=== Challenge ===
Answer these questions about the language passage below, each on its own line, marked (a), (b), (c) as they are.
(a) About how many documented indigenous languages does the island of New Guinea have?
(b) In how many languages did Austria's 1914 mobilization order have to be issued?
(c) Which languages does the Na-Dené family comprise?

=== Source extract ===
※ ※ ※

02Jul11 Trying to classify the languages of the New World into larger families is an excellent way to start a fist-fight at a convention of linguists. Everybody agrees on the Aleut (aka “Eskimo”) family and the Na-Dené family, comprising Athabaskan, Navajo/Apache, and some languages in eastern Siberia, but from there everything goes to hell. One prominent school claims that all other North and South American languages have a common ancestor, dubbed Amerind. (At root this is an archeological and anthropological issue — the real question being how many different groups settled the New World at how many different times, so the Amerind supporters claim there was only one other wave of settlement besides Aleut and Na-Dené.) At the other extreme, at least one prominent school maintains that Basque is related to Navajo, and that the largest member of this alleged super-family is Chinese!

If that citation of 7,000 languages seems high, here is a more or less complete list of existing Romance languages, going more or less west to east across Europe: Portuguese, Galician, Eonaviegan, Asturian, Mirandese, Extremaduran, Spanish, Ladino, Aragonese, Catalan, Ribagorcan, Roussillonese, Valencian, Balearic, Alguerese, Occitan (langue d’oc), Gascon, Aranese, Provencal, Francoprovencal, French, Picard, Walloon, Norman, Jerriais, Dgernesiais, Gallo, Franc-Comtois, Champenois, Poitevin, Bourguignon, Lorrain, Friulian, Ladin, Romansh, Piemontese, Ligurian, Lombard, Emilio-Romagnolo, Italian, Venetian, Sicilian, Sardinian, Campidanese, Logudorese, Gallurese, Sassarese, Corsican, Istriot, Rumanian/Moldovan, Istro-Rumanian, Megleno-Rumanian, and Macedo-Rumanian.

The island of New Guinea, split into Papua New Guinea and the Papua province of Indonesia, has about 1,200 documented indigenous languages. Since the island’s population is less than nine million, that averages out to 7,000 speakers per language, occupying regions not much over ten miles on a side. Indonesia (740) and Papua New Guinea (820) between them have 1,560 living languages, so those two countries alone account for almost a quarter of the world’s total! If the United States had the demographics of New Guinea, it would have 42,000 languages, over 1,100 just in New York City.

Some of these are called “languages” and some are called “dialects”, but in practice, a language is a dialect that has acquired an army and navy. (Similarly, a “cult” becomes a “sect” when it has achieved some degree of respectability, but a “religion” only when it gets a critical mass of political power.) It has been frequently noted that Austria’s mobilization order in 1914 had to be issued in 15 languages, which makes the debates about the status of French in Canada or Spanish in the United States seem pretty trivial. In turn, the Austrian language problem was undoubtedly regarded as pretty trivial by the Soviet Union. Each of the fourteen republics of the USSR had its own official language (Russian, Ukrainian, Estonian, Armenian, Georgian, Azerbaijani, Moldovan, Tajik, …) and there were at least another one hundred indigenous languages spoken somewhere or other in the country, despite strenuous efforts to get everyone to learn Russian, at least as a second language.

※ ※ ※

=== Extracted records ===

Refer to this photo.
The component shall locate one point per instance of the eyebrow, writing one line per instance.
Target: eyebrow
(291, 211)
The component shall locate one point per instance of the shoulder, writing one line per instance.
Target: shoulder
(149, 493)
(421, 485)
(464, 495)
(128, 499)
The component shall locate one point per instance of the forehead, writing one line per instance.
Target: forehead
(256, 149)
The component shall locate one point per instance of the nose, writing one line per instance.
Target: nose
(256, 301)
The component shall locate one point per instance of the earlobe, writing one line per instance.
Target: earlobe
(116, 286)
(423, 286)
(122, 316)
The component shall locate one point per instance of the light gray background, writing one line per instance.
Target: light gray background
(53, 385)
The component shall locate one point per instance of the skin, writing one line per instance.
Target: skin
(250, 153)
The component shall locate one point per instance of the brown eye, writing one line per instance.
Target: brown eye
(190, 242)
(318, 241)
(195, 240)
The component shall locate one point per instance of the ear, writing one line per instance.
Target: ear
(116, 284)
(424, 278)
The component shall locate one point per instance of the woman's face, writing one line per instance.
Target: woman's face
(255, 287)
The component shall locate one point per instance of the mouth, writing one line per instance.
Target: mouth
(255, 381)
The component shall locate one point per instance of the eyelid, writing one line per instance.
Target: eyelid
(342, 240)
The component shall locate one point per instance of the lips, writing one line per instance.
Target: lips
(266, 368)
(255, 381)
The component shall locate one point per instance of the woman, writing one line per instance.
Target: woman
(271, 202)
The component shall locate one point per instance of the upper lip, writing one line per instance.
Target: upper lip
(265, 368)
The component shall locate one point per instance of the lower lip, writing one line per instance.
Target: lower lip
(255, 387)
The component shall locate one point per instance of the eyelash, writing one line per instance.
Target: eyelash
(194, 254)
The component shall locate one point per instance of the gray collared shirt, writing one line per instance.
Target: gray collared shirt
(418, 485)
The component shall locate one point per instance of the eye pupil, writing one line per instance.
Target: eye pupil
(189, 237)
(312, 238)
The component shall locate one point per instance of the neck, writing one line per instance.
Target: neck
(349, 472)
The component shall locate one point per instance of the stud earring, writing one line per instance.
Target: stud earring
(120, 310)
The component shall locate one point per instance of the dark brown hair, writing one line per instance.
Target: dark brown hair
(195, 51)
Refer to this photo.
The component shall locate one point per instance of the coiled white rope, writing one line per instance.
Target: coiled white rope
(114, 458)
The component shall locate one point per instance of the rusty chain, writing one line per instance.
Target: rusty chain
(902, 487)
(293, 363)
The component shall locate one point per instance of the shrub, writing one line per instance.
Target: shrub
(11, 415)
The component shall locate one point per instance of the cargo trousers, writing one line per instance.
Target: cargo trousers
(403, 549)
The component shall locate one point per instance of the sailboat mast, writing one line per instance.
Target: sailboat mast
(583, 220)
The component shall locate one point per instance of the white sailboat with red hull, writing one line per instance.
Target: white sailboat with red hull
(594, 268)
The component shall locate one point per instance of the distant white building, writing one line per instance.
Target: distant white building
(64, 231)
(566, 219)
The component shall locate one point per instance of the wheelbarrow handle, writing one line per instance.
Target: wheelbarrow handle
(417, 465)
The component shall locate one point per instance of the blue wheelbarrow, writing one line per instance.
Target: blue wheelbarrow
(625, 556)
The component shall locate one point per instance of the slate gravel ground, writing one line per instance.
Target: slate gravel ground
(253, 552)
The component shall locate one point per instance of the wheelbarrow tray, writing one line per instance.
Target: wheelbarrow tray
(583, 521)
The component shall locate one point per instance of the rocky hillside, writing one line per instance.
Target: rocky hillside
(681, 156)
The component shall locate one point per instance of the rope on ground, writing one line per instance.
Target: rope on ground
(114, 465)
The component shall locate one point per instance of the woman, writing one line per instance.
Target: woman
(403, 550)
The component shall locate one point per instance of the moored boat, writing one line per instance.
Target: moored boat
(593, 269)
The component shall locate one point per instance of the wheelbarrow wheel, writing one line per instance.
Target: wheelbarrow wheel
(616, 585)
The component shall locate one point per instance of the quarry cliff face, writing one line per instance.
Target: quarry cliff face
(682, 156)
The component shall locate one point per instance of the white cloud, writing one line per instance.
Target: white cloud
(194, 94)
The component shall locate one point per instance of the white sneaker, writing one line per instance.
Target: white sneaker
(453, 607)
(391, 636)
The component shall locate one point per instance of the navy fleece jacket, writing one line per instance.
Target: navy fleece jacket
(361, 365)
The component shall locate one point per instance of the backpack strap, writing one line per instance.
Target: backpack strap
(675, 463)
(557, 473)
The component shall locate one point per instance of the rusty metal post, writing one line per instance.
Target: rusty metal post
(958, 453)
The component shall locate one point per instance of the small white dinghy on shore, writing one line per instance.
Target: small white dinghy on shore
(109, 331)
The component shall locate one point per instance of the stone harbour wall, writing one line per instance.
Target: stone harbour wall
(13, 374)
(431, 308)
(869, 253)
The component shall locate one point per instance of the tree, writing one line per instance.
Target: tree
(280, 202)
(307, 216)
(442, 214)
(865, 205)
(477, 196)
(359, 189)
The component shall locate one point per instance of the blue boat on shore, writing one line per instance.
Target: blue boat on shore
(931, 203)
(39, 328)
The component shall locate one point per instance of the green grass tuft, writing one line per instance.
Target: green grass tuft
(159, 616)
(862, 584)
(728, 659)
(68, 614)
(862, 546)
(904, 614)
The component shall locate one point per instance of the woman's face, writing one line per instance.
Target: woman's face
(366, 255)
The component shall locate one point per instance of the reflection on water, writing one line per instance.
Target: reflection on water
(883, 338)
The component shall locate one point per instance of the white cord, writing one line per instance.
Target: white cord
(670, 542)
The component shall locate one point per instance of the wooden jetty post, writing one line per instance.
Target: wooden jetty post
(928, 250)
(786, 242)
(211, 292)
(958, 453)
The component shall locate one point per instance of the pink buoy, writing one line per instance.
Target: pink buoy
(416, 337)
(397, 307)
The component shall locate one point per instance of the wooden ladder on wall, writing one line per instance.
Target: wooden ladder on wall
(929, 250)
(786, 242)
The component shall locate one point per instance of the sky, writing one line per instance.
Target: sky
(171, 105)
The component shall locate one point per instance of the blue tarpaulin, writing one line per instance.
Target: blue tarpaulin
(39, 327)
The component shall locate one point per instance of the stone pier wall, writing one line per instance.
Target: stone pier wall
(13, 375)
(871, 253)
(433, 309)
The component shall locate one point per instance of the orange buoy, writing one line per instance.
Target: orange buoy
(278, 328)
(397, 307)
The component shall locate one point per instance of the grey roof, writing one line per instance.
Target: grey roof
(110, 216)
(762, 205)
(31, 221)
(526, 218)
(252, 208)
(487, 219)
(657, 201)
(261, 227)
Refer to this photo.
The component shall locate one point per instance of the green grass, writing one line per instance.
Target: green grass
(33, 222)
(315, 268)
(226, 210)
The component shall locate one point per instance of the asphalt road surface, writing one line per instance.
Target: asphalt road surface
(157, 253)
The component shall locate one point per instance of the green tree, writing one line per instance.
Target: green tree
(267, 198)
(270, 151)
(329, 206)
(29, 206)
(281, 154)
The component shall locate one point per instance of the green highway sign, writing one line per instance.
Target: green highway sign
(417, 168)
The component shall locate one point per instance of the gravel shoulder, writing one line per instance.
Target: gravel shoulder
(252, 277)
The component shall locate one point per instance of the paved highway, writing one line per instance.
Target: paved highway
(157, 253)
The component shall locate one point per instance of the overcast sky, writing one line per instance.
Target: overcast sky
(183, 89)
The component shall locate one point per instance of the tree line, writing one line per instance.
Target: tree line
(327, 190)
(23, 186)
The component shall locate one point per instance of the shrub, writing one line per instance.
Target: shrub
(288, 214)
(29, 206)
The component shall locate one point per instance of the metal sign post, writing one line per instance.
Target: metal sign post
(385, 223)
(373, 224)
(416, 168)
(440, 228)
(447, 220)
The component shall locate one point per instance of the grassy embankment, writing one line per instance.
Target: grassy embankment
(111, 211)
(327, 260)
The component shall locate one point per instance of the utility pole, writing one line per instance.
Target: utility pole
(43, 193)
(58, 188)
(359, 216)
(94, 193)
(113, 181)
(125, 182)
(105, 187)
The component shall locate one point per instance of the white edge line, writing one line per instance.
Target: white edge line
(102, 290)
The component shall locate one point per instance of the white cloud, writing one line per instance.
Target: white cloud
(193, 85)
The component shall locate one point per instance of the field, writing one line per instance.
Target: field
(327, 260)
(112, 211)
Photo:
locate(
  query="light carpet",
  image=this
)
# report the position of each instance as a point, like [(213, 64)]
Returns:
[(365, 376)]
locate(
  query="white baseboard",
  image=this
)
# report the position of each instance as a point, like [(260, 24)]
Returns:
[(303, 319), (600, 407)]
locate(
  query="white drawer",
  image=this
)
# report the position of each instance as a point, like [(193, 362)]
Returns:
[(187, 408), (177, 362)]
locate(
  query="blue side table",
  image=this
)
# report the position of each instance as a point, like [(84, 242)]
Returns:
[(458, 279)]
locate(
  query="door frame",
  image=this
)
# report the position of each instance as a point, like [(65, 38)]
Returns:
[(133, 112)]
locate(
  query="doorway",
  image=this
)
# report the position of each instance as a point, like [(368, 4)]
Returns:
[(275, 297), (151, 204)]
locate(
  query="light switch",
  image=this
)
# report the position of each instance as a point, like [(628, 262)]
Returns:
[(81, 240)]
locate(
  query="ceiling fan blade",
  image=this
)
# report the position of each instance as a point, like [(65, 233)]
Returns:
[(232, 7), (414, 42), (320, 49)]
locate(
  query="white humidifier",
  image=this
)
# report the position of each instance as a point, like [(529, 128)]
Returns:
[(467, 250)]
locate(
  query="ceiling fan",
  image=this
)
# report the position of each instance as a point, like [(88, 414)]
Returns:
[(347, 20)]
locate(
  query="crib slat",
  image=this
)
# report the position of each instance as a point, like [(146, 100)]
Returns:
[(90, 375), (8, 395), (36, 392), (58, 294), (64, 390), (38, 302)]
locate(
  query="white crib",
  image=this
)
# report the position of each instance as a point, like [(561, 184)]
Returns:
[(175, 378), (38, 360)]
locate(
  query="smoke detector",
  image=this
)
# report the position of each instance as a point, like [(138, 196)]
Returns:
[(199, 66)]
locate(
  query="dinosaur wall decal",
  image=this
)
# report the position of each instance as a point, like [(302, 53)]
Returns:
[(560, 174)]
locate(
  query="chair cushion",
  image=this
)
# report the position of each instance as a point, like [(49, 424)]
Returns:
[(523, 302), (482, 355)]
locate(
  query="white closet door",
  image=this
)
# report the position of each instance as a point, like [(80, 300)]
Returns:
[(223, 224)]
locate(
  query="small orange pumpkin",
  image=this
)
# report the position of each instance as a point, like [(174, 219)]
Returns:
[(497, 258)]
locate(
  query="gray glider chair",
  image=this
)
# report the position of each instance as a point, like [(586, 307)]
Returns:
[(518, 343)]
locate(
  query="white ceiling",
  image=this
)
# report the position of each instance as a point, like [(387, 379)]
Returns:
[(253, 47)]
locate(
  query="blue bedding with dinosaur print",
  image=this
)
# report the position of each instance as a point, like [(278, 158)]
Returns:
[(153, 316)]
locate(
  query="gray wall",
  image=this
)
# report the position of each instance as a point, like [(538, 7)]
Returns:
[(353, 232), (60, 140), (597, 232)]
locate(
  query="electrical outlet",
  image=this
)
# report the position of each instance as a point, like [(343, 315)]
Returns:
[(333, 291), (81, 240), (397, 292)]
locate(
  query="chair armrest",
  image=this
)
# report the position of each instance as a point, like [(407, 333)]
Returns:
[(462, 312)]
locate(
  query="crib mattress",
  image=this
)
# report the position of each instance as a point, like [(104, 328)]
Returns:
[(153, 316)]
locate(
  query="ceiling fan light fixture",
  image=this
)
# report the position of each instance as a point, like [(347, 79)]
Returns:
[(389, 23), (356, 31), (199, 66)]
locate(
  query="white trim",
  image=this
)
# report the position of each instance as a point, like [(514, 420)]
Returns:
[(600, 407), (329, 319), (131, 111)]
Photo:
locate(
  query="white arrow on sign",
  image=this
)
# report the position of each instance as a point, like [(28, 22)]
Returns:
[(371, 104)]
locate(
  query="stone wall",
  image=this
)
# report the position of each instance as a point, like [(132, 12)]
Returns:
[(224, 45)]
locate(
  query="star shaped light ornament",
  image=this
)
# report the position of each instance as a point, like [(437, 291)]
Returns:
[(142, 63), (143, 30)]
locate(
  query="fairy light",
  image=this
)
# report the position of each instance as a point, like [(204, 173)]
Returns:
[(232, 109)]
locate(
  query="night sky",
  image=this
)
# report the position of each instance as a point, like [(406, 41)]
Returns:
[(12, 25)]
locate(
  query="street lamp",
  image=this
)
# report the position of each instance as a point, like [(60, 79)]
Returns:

※ ※ ※

=== Completed task ===
(a) About 1,200.
(b) Fifteen.
(c) Athabaskan, Navajo/Apache, and some languages in eastern Siberia.